#### [WHAT TO WORK ON]
Please convert the lines of the items below into a JSON list of strings, one string per line with blank lines omitted. Begin with the line that contains "TARGET = military helmet" and include every line after it through the end of the items, leaving out everything earlier.

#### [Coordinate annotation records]
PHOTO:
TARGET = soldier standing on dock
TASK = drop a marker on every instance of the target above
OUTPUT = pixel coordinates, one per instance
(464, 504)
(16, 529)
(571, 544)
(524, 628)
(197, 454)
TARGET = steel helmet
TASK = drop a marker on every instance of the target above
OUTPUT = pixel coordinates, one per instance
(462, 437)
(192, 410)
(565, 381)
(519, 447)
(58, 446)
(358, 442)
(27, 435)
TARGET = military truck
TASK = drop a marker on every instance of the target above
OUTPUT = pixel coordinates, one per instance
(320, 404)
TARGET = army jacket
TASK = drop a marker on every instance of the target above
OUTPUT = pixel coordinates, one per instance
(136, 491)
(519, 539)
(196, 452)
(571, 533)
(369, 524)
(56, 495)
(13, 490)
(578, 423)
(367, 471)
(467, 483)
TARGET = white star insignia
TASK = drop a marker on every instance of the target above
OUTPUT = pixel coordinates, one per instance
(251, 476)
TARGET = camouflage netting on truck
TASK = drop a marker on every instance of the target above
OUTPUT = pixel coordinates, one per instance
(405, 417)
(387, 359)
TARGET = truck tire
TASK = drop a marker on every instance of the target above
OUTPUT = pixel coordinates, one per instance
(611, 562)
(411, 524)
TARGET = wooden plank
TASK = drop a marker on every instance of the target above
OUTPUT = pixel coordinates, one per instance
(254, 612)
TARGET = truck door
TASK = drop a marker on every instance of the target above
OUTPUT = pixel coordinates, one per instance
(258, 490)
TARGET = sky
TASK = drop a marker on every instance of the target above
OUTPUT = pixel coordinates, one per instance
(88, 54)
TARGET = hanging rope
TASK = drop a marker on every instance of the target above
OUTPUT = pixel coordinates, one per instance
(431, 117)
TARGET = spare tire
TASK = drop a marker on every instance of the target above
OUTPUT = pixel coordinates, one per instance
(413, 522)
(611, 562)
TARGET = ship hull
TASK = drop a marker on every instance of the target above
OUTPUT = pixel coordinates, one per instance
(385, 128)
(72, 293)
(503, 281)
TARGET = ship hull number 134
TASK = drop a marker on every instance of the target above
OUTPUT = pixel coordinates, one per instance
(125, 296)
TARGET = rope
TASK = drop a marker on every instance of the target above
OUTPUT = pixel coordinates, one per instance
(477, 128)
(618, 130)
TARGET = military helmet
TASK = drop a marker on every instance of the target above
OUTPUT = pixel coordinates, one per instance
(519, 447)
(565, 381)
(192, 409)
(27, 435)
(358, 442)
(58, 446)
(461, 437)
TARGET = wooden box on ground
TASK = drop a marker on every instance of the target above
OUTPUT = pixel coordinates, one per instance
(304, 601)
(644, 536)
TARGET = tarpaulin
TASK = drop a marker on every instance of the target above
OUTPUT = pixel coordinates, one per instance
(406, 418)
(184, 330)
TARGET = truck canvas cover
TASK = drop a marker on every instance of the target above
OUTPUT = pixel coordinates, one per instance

#### [TASK SOLUTION]
[
  "TARGET = military helmet",
  "TASK = drop a marker on every instance of the target above",
  "OUTPUT = pixel coordinates, one per instance",
  "(519, 447)",
  "(565, 381)",
  "(192, 409)",
  "(27, 435)",
  "(358, 442)",
  "(58, 446)",
  "(461, 437)",
  "TARGET = wooden box on ground",
  "TASK = drop a marker on every instance of the target above",
  "OUTPUT = pixel coordinates, one per instance",
  "(304, 601)",
  "(644, 536)",
  "TARGET = tarpaulin",
  "TASK = drop a marker on every instance of the target above",
  "OUTPUT = pixel coordinates, one per instance",
  "(406, 418)",
  "(184, 330)",
  "TARGET = truck canvas cover",
  "TASK = drop a marker on every instance of the target above",
  "OUTPUT = pixel coordinates, one per instance"
]